• [What is required]:
Reproduce verbatim the lines starting at the line that contains "# test: identify the cardboard" and ending at the final line of the records, with both ends included.

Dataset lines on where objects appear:
########
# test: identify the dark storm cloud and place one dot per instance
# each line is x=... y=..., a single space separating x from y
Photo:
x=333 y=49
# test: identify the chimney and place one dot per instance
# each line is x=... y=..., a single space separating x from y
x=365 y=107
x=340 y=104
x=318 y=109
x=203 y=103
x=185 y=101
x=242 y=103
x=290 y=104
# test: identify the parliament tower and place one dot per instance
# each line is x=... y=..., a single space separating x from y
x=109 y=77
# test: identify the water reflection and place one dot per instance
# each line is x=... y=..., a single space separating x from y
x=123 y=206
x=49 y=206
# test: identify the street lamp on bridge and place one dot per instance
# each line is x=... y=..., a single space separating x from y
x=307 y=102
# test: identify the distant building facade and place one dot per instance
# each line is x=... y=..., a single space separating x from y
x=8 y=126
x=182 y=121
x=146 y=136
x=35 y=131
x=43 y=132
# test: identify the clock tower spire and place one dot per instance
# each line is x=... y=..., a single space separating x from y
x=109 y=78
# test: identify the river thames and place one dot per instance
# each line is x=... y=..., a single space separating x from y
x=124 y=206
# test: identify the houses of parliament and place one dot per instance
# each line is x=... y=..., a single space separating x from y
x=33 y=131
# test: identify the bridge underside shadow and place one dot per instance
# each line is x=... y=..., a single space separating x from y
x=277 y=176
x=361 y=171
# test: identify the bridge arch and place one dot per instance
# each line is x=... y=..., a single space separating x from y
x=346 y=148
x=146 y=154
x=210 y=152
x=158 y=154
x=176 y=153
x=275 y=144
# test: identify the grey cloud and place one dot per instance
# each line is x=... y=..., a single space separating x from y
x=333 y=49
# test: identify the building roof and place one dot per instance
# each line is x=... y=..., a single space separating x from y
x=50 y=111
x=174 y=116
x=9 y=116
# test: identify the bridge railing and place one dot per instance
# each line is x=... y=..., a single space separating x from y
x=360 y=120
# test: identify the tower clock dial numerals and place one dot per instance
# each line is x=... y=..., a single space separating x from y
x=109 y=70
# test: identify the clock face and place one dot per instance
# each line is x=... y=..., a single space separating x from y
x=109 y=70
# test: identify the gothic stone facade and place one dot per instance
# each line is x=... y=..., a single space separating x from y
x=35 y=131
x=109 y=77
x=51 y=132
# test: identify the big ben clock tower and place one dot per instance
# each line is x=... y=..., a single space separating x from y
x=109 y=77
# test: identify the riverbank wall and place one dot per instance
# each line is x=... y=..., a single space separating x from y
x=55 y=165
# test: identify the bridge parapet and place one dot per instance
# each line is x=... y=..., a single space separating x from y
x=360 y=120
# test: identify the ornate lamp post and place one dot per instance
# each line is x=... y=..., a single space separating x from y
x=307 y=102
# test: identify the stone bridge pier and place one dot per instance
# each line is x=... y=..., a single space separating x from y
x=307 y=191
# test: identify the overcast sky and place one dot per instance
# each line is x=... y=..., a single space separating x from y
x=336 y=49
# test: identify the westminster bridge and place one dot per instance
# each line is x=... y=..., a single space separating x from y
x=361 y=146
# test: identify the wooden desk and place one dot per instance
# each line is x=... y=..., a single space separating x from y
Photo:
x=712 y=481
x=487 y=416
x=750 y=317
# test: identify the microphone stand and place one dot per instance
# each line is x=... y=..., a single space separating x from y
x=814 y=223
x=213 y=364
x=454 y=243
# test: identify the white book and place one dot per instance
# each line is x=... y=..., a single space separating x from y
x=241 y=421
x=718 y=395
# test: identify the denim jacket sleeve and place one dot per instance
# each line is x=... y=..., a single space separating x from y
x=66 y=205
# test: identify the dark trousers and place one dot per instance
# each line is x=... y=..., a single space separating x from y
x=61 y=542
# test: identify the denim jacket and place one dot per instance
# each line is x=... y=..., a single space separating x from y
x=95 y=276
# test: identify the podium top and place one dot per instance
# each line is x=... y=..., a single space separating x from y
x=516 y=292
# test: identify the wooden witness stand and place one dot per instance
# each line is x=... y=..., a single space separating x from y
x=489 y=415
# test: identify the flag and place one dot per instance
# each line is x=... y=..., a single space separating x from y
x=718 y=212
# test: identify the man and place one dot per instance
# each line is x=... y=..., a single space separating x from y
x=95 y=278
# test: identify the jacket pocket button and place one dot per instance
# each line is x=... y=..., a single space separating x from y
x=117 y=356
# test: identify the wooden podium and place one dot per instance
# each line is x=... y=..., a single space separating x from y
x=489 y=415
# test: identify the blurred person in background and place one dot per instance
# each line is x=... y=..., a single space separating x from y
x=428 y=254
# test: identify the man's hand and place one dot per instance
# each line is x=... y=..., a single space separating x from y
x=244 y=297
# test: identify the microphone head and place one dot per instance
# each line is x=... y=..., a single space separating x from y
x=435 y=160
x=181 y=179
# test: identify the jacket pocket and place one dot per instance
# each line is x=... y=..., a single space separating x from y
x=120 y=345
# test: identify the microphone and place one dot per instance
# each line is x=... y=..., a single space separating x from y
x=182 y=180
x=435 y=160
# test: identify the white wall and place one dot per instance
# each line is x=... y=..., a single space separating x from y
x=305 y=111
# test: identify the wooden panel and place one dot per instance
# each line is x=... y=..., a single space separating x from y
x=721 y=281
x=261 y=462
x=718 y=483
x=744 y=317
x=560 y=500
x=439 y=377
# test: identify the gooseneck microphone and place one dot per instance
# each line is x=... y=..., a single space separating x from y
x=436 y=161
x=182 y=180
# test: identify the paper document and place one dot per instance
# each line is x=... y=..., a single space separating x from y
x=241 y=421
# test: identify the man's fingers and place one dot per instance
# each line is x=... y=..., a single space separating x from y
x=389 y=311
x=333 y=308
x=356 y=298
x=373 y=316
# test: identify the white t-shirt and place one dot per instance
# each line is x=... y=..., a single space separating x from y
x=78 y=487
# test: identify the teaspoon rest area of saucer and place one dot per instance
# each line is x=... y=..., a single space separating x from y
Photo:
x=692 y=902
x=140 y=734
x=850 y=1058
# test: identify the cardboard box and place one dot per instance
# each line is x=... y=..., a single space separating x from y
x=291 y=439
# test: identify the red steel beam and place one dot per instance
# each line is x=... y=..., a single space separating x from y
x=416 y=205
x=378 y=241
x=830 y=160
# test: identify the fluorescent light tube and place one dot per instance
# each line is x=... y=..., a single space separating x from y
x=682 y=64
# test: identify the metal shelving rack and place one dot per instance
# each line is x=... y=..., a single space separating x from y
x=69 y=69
########
• [Complete answer]:
# test: identify the cardboard box and place one dot per instance
# each line is x=... y=..., a single space separating x from y
x=291 y=439
# test: identify the red steel beam and place one dot per instance
# each line is x=... y=..., a single space separating x from y
x=416 y=205
x=378 y=241
x=830 y=160
# test: identify the fluorescent light tube and place one dot per instance
# each line is x=... y=..., a single space separating x from y
x=682 y=64
# test: identify the metal shelving rack and place one dot per instance
# each line is x=... y=..., a single space separating x from y
x=69 y=69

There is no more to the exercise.